> [Exercise requirements]:
1. Rewrite the forum thread starting at "## yuke (Nov" and ending at "crank angle sensor.", replacing "solenoid" with "switch".
2. Answer these questions about the forum thread:
(a) What octane fuel does the opening post say is normally used?
(b) According to Token Moron, would a vacuum line trigger a CEL?
(c) What gas mileage does yuke currently get?

> [Supplied passage]:
---+---

The EGR valve however will set off the light. I started to check the vacuum lines and the one connected to the EGR valve had no suction. since there are so many line I tried to follow them to look for damaged lines but I couldn't see some of them and eventually gave up. I started puttin 91 octane instead od the 89 I normally put in. After two tanks of 91 went through it the check engine light went off. I put one tank of 89 in and within 5 minutes (The car had almostno gas) the check engine light went off. This is always the case. I just don't understand why what kind of gas I put in matters for the EGR valve. Does anyone know what to look at or anything else that would help?


----------



## BikerFry (Jul 31, 2003)

If the ECU says you're getting knock and higher octane makes it go away you might want to check your timing.


----------



## courtjester (Nov 5, 2004)

But the EGR Valve is what I was concearned about. That and the vacuum lines.


----------



## Token Moron (Mar 28, 2003)

bikerfry is right....knock sensor CEL would be because of the timing. check that ish. if the egr light comes on and off depending on the fuel used, it isnt a vacuum light..premium fuel burns better and cleaner. and lower octane does not, so maybe the egr valve is getting dirty.


----------



## courtjester (Nov 5, 2004)

What about the vacuum line not working? That is probably why the ECU is turning on the check engine light.


----------



## Token Moron (Mar 28, 2003)

a vacuum line wouldnt trigger a CEL


----------



## specalk99 (Apr 4, 2005)

where is the egr located ? and what does it look like? and if i open it to clean it will i need a new gasket for it ?


----------



## yuke (Nov 16, 2005)

*egr valve and knock sensor*

In reply to courtjester you might not have vacuum at your egr valve because maybe your vacuum control solenoid is not opening to let the vacuum go to the egr.I found on mine that if I unhooked the wires going to the solenoid that it stays open all the time and allows the egr to receive vacuum which allows it to operate.I thought when I got the egr to operate I thought I would see an increase in gas mileage which has not been the case.I currently get 23 mpg and think I should be getting more like 30.Besides the mileage the engine runs fine so I am stumped as to what to look at next.Maybe valves or crank angle sensor.


----------

---+---

> [Dataset section]:

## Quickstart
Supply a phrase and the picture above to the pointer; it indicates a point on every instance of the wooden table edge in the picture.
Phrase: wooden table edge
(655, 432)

---+---

> [Solution list]:
1.
## yuke (Nov 16, 2005)

*egr valve and knock sensor*

In reply to courtjester you might not have vacuum at your egr valve because maybe your vacuum control switch is not opening to let the vacuum go to the egr.I found on mine that if I unhooked the wires going to the switch that it stays open all the time and allows the egr to receive vacuum which allows it to operate.I thought when I got the egr to operate I thought I would see an increase in gas mileage which has not been the case.I currently get 23 mpg and think I should be getting more like 30.Besides the mileage the engine runs fine so I am stumped as to what to look at next.Maybe valves or crank angle sensor.

2.
(a) 89 octane
(b) No
(c) 23 mpg